Определите, согласуются ли с отрывком о налогах утверждения: (a) ставка налогов для слоев с высшими доходами составляла 45%; (b) в 1990‑х в России действовала та же ставка, что и сейчас, — 13%; (c) Кудрин говорил, что подоходный налог неплохо было бы поднять до 15%. Для каждого утверждения ответьте «да» или «нет» и приведите решающие слова отрывка точной цитатой.

* Текст для чтения

────────

Бескомпромиссность – далеко не всегда упрямство и упертость. Ведь Маргарет Тэтчер не стремилась искать золотую середину, на которой скрепя сердце все могли бы сойтись. Ей, как и Милтону Фридману, надо было встряхнуть своего избирателя, заставить его сделать собственный нравственный выбор. Неравенство – вместо псевдоравенства, которое рано или поздно вырождается во вранье уравниловки. Поощрение успеха человека – вместо контроля государства, который рано или поздно приобретает все больше черт тоталитарного общества. Она апеллирует все к тем же понятиям добра и зла.

Осторожно, налоги!

На конференции Консервативной партии 1966 года Тэтчер обрушилась на лейбористскую политику высоких налогов, называя ее «шагом на пути не к социализму, а к коммунизму»[3]. В это время ставка налогов для «слоев с высшими доходами» составляла 45%, и начинались эти «слои» отнюдь не с миллионеров. В них попадали инженеры, писатели, художники, владельцы мелких и средних производств, жившие в ее собственном округе. Едва перевалив через планку 100 тысяч фунтов в год, они отдавали 45 пенсов с каждого следующего фунта ненасытному государству…

А вот в России самая низкая налоговая ставка в мире – 13%, причем плоская, для всех единая. Время от времени политики вяло поговаривают – Кудрин, например, – что неплохо было бы поднять подоходный налог до 15%, а на верхние слои населения и до 20%. Но не поднимают, потому что уж пусть лучше платят 13%, чем не платят те 35%, которые существовали в 1990‑х. И вообще налоговую шкалу лучше не трогать. Такое минное поле…

Всех эти 13% устраивают, что совершенно непонятно, раз народ только и твердит о возмутительном неравенстве. С одной стороны, десятки миллионов людей едва сводят концы с концами, покупая лежалые продукты в самых дешевых магазинах. С другой – владельцы яхт и вилл в России и в Европе, не задумываясь, отдают 20 и даже 120 тысяч рублей за бутылку коллекционного вина в ресторане. Но дело даже не в справедливости, хотя голова у людей болит главным образом о ней, как обычно. Глубже надо копать. А как копать, если налоги – это минное поле?

────────

Фрагменты набора данных с разметкой местоположений

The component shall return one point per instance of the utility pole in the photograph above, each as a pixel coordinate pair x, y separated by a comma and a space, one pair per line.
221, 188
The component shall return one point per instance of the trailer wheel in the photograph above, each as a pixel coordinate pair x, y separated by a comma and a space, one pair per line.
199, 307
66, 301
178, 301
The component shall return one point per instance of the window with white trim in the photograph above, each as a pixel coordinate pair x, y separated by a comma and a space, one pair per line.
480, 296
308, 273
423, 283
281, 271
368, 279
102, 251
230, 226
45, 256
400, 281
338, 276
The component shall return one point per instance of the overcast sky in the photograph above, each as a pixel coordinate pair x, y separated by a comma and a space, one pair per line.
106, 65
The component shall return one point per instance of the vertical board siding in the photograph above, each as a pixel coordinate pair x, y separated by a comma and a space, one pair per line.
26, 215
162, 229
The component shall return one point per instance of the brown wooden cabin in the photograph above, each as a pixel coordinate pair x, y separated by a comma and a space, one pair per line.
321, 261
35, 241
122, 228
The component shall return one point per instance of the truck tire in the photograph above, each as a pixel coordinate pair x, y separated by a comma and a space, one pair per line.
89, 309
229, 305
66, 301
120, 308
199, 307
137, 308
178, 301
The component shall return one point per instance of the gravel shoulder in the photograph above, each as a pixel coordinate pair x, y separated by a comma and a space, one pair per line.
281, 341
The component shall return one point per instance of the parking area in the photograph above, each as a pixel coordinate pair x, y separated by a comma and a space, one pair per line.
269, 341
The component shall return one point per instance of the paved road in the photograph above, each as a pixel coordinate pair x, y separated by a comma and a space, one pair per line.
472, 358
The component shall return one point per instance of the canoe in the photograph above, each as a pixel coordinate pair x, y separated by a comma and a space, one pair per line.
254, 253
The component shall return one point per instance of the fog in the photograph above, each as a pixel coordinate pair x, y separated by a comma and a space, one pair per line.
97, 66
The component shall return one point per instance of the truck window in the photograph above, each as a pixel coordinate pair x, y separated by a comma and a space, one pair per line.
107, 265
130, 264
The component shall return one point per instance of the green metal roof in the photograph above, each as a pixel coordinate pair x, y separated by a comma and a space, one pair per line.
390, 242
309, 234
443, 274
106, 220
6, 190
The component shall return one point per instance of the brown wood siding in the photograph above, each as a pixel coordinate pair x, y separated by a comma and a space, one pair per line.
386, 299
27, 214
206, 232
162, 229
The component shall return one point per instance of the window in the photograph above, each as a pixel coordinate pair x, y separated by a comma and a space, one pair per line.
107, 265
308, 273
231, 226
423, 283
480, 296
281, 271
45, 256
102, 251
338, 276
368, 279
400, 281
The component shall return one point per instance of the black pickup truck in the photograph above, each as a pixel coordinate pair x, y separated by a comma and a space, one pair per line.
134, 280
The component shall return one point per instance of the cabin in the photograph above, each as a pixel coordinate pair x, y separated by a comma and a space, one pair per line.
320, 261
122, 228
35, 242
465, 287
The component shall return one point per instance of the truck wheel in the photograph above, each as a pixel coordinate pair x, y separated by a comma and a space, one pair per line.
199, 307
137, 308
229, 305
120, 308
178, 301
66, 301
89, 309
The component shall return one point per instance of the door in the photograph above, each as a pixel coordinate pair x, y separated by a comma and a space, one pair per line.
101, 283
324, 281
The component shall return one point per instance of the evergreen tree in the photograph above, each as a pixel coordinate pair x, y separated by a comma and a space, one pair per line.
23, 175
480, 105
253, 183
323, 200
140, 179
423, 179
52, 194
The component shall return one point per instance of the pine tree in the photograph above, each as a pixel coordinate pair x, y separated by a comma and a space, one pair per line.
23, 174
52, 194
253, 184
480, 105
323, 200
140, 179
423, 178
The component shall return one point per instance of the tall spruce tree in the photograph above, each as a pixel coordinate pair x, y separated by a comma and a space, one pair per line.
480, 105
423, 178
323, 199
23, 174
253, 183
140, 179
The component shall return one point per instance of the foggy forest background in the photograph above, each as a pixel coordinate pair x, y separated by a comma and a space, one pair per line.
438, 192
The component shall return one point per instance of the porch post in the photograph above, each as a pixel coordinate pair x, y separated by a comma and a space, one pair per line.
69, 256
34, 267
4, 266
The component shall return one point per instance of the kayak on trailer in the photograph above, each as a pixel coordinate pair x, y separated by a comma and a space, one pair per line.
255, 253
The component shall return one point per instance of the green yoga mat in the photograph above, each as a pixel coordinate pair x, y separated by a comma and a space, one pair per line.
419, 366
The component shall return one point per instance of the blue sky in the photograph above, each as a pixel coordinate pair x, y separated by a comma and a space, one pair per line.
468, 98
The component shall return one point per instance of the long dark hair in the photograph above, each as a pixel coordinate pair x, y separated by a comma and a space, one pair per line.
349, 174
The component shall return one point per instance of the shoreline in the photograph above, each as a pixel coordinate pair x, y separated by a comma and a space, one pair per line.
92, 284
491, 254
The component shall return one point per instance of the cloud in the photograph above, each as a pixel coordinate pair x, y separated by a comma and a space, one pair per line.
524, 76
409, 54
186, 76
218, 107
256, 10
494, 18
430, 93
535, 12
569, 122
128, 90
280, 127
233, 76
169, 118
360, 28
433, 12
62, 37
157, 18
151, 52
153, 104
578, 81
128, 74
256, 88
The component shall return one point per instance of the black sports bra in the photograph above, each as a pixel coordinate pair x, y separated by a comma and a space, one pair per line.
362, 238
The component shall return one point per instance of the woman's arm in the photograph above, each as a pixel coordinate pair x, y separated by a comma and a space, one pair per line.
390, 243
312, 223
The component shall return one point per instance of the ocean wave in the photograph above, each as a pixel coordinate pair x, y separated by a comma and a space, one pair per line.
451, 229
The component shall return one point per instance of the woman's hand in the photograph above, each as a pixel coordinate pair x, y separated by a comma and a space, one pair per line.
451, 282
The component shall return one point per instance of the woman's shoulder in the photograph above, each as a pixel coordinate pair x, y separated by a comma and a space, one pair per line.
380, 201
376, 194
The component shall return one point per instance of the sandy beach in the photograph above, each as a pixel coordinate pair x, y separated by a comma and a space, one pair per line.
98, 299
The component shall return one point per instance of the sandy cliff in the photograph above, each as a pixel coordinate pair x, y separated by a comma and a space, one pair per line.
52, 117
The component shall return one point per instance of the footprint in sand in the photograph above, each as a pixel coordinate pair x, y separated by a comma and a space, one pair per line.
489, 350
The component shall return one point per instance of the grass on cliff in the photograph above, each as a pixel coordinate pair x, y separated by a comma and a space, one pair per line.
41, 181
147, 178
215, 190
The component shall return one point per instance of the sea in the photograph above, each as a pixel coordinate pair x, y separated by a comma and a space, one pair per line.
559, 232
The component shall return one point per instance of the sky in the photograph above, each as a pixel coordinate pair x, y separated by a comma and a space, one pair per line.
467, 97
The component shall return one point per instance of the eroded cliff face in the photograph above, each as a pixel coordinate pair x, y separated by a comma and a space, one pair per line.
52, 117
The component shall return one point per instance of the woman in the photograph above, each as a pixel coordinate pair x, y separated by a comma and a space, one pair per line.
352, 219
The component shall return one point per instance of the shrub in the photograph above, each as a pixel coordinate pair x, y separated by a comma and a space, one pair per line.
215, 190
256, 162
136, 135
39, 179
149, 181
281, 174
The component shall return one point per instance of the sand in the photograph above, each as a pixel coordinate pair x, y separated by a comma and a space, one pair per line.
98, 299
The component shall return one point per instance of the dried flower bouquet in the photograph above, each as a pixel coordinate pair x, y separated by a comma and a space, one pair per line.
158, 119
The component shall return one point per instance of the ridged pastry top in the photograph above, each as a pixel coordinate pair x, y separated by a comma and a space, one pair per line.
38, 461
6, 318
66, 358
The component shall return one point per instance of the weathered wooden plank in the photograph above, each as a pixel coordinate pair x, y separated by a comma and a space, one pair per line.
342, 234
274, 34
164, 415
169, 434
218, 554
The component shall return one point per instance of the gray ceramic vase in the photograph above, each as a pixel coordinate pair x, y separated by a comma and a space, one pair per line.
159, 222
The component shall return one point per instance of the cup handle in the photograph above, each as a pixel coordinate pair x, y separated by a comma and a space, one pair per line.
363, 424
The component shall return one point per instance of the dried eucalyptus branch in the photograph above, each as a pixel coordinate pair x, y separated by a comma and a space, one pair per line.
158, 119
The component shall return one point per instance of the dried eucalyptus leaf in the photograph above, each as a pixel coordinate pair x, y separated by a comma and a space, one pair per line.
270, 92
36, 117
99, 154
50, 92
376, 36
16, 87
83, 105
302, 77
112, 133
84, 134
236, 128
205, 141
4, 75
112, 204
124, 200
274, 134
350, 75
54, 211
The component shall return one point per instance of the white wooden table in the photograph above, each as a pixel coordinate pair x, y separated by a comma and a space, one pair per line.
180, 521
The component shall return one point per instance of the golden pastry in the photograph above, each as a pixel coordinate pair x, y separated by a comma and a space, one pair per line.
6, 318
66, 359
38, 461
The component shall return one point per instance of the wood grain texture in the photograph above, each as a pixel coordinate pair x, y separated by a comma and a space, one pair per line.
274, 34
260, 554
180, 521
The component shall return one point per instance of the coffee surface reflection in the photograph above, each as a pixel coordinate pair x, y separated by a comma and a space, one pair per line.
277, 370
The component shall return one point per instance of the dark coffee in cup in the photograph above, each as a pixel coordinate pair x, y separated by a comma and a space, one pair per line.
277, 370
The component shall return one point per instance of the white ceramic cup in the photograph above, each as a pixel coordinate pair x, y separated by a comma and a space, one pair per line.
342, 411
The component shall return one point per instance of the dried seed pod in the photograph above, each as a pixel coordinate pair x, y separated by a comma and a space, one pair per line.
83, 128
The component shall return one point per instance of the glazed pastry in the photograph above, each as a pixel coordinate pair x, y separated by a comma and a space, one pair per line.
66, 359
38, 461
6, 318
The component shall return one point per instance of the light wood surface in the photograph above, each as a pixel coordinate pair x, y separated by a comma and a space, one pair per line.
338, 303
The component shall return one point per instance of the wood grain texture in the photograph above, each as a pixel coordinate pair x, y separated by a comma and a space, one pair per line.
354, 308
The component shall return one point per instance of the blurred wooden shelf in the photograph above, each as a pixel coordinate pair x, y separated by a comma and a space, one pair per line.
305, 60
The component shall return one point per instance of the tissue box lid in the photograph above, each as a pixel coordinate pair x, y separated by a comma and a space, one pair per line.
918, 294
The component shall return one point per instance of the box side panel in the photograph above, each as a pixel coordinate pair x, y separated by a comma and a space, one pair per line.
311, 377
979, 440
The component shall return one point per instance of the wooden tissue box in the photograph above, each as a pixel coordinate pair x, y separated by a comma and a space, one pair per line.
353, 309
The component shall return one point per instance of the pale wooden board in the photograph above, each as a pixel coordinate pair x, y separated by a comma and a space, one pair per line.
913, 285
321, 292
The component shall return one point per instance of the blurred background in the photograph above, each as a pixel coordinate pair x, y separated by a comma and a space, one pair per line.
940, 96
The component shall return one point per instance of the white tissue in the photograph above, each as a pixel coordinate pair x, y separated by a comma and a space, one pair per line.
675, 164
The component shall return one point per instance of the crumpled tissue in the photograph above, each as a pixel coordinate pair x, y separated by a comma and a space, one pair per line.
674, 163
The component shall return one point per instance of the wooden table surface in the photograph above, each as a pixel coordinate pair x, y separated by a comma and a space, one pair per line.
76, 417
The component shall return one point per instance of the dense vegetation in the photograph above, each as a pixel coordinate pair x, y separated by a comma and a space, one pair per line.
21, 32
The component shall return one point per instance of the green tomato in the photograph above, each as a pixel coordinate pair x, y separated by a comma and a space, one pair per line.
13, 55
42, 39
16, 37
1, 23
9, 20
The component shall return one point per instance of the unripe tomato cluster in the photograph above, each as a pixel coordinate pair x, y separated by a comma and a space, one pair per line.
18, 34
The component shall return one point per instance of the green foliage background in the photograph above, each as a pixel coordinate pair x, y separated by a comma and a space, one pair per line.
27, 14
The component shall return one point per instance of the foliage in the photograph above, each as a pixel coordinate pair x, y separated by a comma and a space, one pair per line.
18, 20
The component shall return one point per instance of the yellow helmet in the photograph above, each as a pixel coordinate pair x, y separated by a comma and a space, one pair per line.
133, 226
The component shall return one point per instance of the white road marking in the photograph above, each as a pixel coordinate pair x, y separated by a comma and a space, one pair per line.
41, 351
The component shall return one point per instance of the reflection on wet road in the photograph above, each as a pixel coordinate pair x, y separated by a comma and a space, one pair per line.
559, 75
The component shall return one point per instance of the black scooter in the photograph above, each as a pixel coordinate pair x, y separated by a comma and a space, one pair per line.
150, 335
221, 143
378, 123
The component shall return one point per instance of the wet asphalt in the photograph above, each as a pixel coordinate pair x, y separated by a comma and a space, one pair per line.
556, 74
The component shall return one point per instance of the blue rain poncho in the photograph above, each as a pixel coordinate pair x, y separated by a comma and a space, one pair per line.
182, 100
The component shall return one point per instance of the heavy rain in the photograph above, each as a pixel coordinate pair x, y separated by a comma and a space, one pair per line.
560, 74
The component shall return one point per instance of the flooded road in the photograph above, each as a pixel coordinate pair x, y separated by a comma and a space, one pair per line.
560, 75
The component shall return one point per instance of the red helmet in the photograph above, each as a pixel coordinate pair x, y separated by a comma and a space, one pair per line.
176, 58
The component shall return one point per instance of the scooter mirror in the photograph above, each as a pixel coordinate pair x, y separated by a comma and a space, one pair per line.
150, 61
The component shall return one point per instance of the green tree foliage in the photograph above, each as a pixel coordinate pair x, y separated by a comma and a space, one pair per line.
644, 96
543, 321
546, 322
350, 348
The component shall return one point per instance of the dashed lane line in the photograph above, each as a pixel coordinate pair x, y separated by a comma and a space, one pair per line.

────────

* Решение задания
(a) Да: «В это время ставка налогов для «слоев с высшими доходами» составляла 45%».
(b) Нет: «чем не платят те 35%, которые существовали в 1990‑х».
(c) Да: «Кудрин, например, – что неплохо было бы поднять подоходный налог до 15%».